Pick out every line in the entries below that contains the word "Give", and copy each of those lines.

◆ **EXERCISE DATA**
(begin)

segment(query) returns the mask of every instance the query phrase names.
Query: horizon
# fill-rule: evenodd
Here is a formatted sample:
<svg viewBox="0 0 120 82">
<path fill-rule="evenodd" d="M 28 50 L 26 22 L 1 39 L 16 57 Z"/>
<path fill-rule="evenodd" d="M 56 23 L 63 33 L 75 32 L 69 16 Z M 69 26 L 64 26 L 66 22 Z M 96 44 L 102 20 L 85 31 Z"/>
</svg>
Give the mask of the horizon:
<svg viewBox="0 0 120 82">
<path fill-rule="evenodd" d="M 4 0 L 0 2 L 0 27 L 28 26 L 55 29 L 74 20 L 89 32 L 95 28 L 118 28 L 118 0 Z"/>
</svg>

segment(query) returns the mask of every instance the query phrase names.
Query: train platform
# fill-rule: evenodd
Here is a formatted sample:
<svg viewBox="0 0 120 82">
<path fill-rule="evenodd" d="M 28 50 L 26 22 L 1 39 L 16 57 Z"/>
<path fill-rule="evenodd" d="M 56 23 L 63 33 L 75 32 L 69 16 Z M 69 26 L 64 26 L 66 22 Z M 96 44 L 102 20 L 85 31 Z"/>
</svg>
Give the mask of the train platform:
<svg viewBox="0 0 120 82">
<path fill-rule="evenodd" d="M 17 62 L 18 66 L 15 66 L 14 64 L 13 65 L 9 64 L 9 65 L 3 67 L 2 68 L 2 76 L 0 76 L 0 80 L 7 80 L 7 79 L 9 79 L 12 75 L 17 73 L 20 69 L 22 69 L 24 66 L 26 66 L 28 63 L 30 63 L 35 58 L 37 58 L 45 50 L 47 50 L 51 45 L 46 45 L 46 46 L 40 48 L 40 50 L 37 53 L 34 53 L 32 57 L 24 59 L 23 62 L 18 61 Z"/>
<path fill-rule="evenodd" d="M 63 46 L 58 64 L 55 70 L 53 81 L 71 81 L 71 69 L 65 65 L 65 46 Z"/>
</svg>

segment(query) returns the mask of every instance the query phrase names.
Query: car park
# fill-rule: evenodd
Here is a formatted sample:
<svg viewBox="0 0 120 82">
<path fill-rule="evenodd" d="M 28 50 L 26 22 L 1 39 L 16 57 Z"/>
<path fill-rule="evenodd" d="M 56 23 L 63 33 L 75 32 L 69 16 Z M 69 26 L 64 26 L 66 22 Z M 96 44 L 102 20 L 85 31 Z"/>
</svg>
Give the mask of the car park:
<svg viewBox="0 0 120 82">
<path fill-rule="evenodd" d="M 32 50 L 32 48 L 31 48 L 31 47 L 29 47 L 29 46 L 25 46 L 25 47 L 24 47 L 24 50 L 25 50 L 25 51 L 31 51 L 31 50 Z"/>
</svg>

(end)

◆ **COMPLETE OUTPUT**
Give the mask of the horizon:
Give the mask of the train platform:
Give the mask of the car park:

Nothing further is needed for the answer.